== 所给文本 ==
++++++

调用函数withAction()得到QueryExecution对象WholeStageCodegenExec
在函数withAction()调用collectFromPlan,即WholeStageCodegenExec.collectFromPlan

/**
   * Returns an array that contains all rows in this Dataset.
   *
   * Running collect requires moving all the data into the application's driver process, and
   * doing so on a very large dataset can crash the driver process with OutOfMemoryError.
   *
   * For Java API, use [[collectAsList]].
   *
   * @group action
   * @since 1.6.0
   */
  def collect(): Array[T] = withAction("collect", queryExecution)(collectFromPlan)

Dataset.withAction

action(qe.executedPlan)调用collectFromPlan,即WholeStageCodegenExec.collectFromPlan

 /**
   * Wrap a Dataset action to track the QueryExecution and time cost, then report to the
   * user-registered callback functions.
   */
  private def withAction[U](name: String, qe: QueryExecution)(action: SparkPlan => U) = {
    try {
      qe.executedPlan.foreach { plan =>
        plan.resetMetrics()
      }
      val start = System.nanoTime()
      val result = SQLExecution.withNewExecutionId(sparkSession, qe) {
        action(qe.executedPlan)
      }
      val end = System.nanoTime()
      sparkSession.listenerManager.onSuccess(name, qe, end - start)
      result
    } catch {
      case e: Exception =>
        sparkSession.listenerManager.onFailure(name, qe, e)
        throw e
    }
  }

Dataset.collectFromPlan

调用executeCollect()函数，得到作业处理结果，即worldCount统计结果，
row 得到一条记录，此时为UnsafeRow,里边存着Tuple2(key,value)
row.getUTF8String(0) 得到当前的单词
row.getInt(1) 得到当前单词的个数
plan.executeCollect()是计算结果的函数,即SparkPaln.executeCollect

  /**
   * Collect all elements from a spark plan.
   */
  private def collectFromPlan(plan: SparkPlan): Array[T] = {
    // This projection writes output to a `InternalRow`, which means applying this projection is not
    // thread-safe. Here we create the projection inside this method to make `Dataset` thread-safe.
    val objProj = GenerateSafeProjection.generate(deserializer :: Nil)
    plan.executeCollect().map { row =>
      // The row returned by SafeProjection is `SpecificInternalRow`, which ignore the data type
      // parameter of its `get` method, so it's safe to use null here.
      objProj(row).get(0, null).asInstanceOf[T]
    }
  }

SparkPaln.executeCollect

getByteArrayRdd() 该函数，是通过执行计划得到FinalRdd的函数，也就是将执行计划转成FinalRDD的函数，本节主要分析这个函数中的内容，即FinalRDD是如何转换而来的
byteArrayRdd.collect() 调用RDD.collect()函数，触发作业处理，该函数会去计算RDD中的WorldCount个数，即我们需要的结果
拿到结果后再遍历一次，对数据进行decode,解码，因为数据在计算过程中是需要进行传输处理，为了提高性能，数据在传输时是进行编码的(可以理解为压缩)

++++++

== 待办任务 ==
**a.** 这段 Spark collect 源码分析的代码里，用 def 定义了哪些函数？
**b.** 从这段 Spark collect 源码分析的最后一句之后续写下去。
后附各行与本练习无关。

++++++

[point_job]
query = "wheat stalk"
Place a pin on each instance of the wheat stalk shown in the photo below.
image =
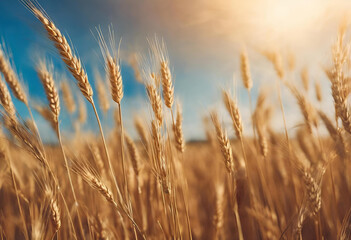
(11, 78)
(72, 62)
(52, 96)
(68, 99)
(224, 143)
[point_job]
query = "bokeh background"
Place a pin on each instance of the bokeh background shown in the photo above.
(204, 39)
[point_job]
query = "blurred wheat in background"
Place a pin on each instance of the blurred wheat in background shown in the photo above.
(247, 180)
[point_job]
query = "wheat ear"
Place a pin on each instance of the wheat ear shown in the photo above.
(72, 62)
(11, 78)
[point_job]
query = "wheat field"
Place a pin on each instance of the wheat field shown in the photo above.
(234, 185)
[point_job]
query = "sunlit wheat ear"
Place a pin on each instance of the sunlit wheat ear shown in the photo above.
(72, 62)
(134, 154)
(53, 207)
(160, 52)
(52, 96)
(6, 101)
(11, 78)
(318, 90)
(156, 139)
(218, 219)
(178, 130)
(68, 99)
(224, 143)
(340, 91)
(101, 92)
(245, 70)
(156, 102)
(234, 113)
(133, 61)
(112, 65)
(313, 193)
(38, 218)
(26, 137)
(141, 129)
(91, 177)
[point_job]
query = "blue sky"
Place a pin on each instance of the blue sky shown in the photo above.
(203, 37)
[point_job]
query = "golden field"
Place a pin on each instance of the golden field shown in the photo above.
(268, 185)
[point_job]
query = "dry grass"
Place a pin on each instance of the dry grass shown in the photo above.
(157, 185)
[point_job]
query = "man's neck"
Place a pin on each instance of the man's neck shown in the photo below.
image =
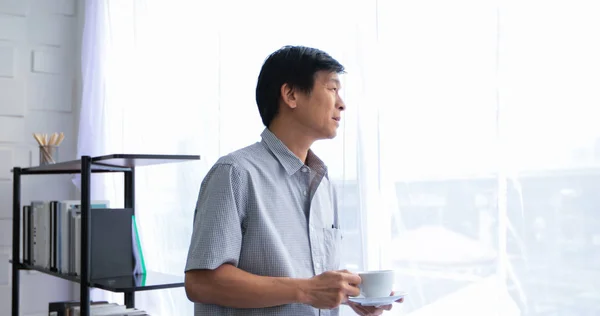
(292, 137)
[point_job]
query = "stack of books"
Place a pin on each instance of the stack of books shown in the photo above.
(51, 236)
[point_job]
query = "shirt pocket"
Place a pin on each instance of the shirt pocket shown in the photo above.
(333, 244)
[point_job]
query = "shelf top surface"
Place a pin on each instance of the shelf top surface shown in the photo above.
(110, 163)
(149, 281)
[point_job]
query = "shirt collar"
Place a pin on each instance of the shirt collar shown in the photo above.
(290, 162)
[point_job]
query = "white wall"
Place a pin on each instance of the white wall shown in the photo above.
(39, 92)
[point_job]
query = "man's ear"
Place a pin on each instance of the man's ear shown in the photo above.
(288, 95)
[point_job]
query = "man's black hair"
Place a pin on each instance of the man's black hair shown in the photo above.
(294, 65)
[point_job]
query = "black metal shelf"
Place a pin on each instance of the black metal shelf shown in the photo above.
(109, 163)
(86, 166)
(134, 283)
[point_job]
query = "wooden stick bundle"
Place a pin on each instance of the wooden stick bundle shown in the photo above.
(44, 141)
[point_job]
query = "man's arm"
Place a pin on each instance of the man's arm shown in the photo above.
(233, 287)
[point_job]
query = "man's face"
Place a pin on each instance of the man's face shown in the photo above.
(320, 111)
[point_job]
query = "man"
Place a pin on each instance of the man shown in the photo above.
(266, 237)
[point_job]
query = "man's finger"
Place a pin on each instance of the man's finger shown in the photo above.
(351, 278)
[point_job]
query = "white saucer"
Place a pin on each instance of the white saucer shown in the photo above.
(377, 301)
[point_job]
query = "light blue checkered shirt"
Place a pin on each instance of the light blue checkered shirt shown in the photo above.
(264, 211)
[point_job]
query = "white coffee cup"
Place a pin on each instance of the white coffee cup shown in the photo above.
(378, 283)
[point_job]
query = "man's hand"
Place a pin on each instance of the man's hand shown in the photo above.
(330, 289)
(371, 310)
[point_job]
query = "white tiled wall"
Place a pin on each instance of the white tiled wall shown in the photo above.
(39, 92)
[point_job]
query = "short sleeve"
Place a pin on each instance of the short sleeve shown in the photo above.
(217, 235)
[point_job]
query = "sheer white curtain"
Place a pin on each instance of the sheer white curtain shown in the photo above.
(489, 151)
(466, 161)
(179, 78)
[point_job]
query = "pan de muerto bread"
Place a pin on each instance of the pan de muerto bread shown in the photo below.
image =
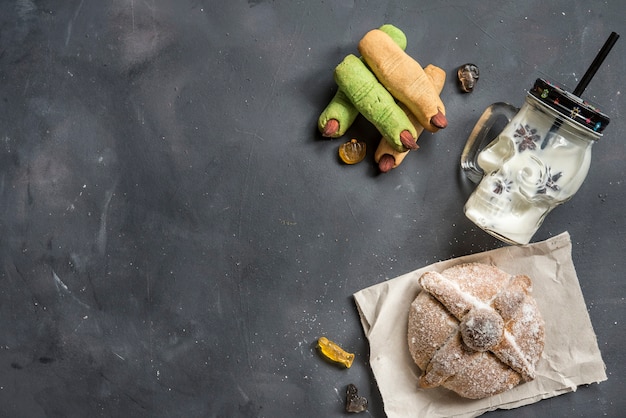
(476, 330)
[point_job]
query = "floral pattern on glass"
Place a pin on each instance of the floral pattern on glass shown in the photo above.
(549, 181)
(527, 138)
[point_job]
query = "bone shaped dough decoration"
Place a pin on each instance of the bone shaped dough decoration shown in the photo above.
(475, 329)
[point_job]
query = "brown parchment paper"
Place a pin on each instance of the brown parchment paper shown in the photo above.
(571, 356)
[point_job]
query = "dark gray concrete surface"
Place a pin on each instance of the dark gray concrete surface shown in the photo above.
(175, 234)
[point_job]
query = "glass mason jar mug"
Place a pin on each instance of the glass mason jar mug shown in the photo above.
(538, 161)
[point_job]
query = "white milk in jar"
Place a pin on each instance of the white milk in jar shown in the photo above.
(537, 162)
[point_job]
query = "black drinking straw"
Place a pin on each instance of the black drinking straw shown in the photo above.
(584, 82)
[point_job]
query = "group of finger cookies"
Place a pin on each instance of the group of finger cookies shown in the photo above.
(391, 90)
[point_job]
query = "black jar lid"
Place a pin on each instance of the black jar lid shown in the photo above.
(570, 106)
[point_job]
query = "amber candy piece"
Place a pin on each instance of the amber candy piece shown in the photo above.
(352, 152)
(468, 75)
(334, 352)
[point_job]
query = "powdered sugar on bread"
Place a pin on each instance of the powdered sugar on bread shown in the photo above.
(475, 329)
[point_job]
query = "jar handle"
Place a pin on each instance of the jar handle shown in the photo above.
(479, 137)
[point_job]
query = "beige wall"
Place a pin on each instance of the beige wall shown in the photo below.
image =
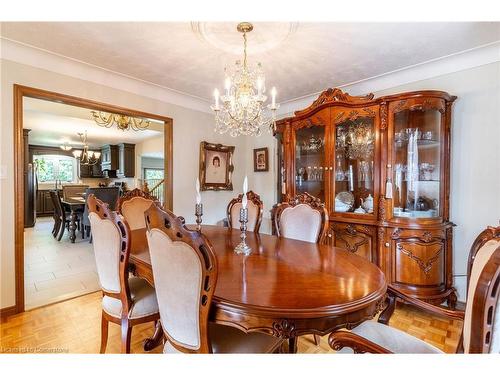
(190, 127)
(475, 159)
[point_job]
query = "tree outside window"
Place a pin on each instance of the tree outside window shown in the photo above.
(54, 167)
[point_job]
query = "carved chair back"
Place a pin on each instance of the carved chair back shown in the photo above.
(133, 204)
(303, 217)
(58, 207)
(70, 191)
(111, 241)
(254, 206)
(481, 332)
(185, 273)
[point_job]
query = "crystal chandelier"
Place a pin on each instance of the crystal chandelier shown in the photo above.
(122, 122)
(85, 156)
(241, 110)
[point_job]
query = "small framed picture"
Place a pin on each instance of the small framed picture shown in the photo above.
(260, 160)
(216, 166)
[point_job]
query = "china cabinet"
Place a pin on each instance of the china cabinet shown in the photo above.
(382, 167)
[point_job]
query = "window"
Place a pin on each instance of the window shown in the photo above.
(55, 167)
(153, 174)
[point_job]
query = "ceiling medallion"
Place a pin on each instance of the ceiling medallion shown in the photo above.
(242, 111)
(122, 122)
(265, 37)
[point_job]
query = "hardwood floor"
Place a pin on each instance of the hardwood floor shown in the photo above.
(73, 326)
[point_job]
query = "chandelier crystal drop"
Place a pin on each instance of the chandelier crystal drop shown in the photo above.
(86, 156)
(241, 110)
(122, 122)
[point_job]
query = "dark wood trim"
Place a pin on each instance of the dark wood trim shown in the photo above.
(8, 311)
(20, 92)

++++++

== 答复内容 ==
**a.** collect、withAction、collectFromPlan

**b.**
  /**
   * Runs this query returning the result as an array.
   */
  def executeCollect(): Array[InternalRow] = {
    val byteArrayRdd = getByteArrayRdd()

    val results = ArrayBuffer[InternalRow]()
    byteArrayRdd.collect().foreach { countAndBytes =>
      decodeUnsafeRows(countAndBytes._2).foreach(results.+=)
    }
    results.toArray
  }

SparkPlan.getByteArrayRdd

调用execute()函数得到rdd,即调用WholeStageCodegenExec.doExecute()函数
execute().mapPartitionsInternal此时得到的RDD为:MapPartitionsRDD [9]
注意，关注该RDD的上级RDD是如何转化而来的

  /**
   * Packing the UnsafeRows into byte array for faster serialization.
   * The byte arrays are in the following format:
   * [size] [bytes of UnsafeRow] [size] [bytes of UnsafeRow] ... [-1]
   *
   * UnsafeRow is highly compressible (at least 8 bytes for any column), the byte array is also
   * compressed.
   */
  private def getByteArrayRdd(n: Int = -1): RDD[(Long, Array[Byte])] = {
    execute().mapPartitionsInternal { iter =>
      var count = 0
      val buffer = new Array[Byte](4 << 10)  // 4K
      val codec = CompressionCodec.createCodec(SparkEnv.get.conf)
      val bos = new ByteArrayOutputStream()
      val out = new DataOutputStream(codec.compressedOutputStream(bos))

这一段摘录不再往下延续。